Work required
Please extend the passage on asthma hospital admissions during the first lockdown, picking up after its final sentence.

Text passage
* * *
Researchers find that 36% fewer people were admitted to hospital in Wales and Scotland in the first lockdown due to asthma.
A study from researchers from the Population Data Science group based at Swansea University Medical School has found that the first lockdown was associated with a 36% pooled reduction in emergency admissions for asthma.
Potential for increased risk from COVID-19
Early in the pandemic, asthma was identified as a potential risk factor for hospital admission and death from COVID-19, and since the majority of asthma exacerbations are associated with respiratory viral illnesses, it was expected that asthma exacerbations might increase.
Stay at home messages from governments, and fear of the virus could have dissuaded patients experiencing asthma exacerbations from seeking help from health services.
On the other hand, restrictions on travel and social contact, resulted in reduced air pollution and transmission of other respiratory viruses, which could have led to a true reduction in asthma exacerbations during lockdown. In the UK the first nationwide lockdown began on 23 March 2020.
* * *
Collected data
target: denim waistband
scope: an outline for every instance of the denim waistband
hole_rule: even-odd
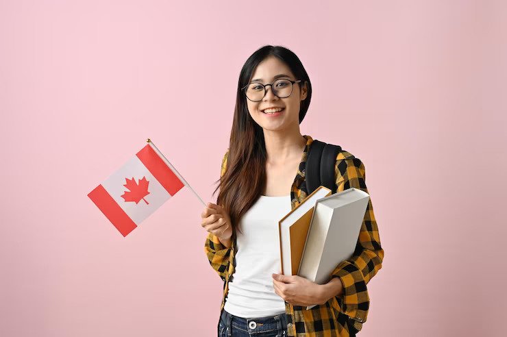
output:
[[[243,318],[223,309],[220,319],[225,328],[223,336],[232,336],[233,329],[245,336],[262,336],[262,333],[269,332],[277,332],[277,336],[287,336],[287,314],[285,312],[264,317]]]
* * *
Answer to the exercise
Research findings
Swansea University’s Professor of Respiratory Medicine, Gwyneth Davies and colleagues, used official data on emergency admissions and deaths due to asthma from SAIL Databank and Public Health Scotland. They compared weekly rates in the first 18 weeks of 2020 with the national averages over 2015-2019. They looked at how trends changed between the first 13 weeks of 2020 compared with the five weeks post-lockdown.
Across both countries, the number of asthma exacerbations resulting in emergency hospital admission fell by more than a third (36%) post-lockdown, and there was no significant change in asthma deaths.
Davies and colleagues said,
“We do not yet know to what degree the reduced numbers of emergency presentations of asthma in our study are due to improvements in asthma control or reductions in exposures to triggers during the pandemic versus avoidance of healthcare settings.”
Limitations
The researchers note that in Wales there was a large spike in GP prescriptions for asthma medication the week before lockdown – 121% more inhaled corticosteroids and 133% more oral corticosteroid prescriptions compared with the five-year average.
This is an observational study, and as such, can’t establish cause. The authors of the article also point out several limitations including that case definitions were not validated and that the small number of asthma deaths in both nations restricted the power to detect small changes in deaths during lockdown.
The study was undertaken in partnership with Asthma UK Centre for Applied Research (AUKCAR) and funded by BREATHE – Health Data Research Hub for Respiratory Health. A separate but related study published in Thorax, also from AUKCAR researchers in association with BREATHE, identified a 20% drop in asthma exacerbations seen at GP clinics in England during the first lockdown.